• Problem to solve:
From the line that contains "Target phrase: carved wooden column" down to the last line of the data below, transcribe every line exactly.

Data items
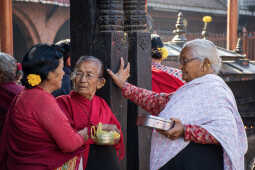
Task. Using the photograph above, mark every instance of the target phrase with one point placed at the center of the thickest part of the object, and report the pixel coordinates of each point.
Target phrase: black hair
(64, 46)
(40, 59)
(155, 53)
(155, 44)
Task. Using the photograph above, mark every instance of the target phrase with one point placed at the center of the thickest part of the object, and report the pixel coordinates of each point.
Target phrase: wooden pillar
(245, 41)
(139, 56)
(6, 29)
(232, 24)
(97, 29)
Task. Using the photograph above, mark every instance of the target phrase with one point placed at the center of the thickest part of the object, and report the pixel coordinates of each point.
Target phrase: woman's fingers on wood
(121, 63)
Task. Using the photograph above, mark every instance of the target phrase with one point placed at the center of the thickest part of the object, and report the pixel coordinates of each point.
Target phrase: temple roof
(65, 3)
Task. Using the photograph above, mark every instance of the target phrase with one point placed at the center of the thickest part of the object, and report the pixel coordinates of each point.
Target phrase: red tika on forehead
(19, 67)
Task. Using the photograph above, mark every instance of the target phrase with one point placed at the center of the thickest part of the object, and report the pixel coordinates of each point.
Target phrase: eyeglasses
(187, 60)
(88, 76)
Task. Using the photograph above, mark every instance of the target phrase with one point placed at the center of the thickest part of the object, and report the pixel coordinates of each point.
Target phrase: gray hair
(8, 68)
(204, 49)
(89, 59)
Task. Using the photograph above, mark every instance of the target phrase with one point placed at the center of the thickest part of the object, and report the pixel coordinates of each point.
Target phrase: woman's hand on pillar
(122, 75)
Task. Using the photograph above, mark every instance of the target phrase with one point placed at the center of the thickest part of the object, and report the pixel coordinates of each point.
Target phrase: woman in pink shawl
(37, 135)
(8, 86)
(208, 133)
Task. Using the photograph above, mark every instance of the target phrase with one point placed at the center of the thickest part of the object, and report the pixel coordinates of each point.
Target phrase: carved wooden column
(139, 56)
(6, 30)
(232, 24)
(97, 29)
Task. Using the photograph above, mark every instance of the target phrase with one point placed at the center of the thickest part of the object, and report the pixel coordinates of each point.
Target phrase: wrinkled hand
(122, 75)
(84, 133)
(176, 132)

• Task answer:
Target phrase: carved wooden column
(139, 56)
(6, 30)
(232, 24)
(97, 29)
Task. Using the photograph above, mark every instance of the target phrase with one point placed at the center of the thickest part of the object, and report the pixel coordinates of each point.
Target phrase: wrinkled hand
(122, 75)
(84, 133)
(176, 132)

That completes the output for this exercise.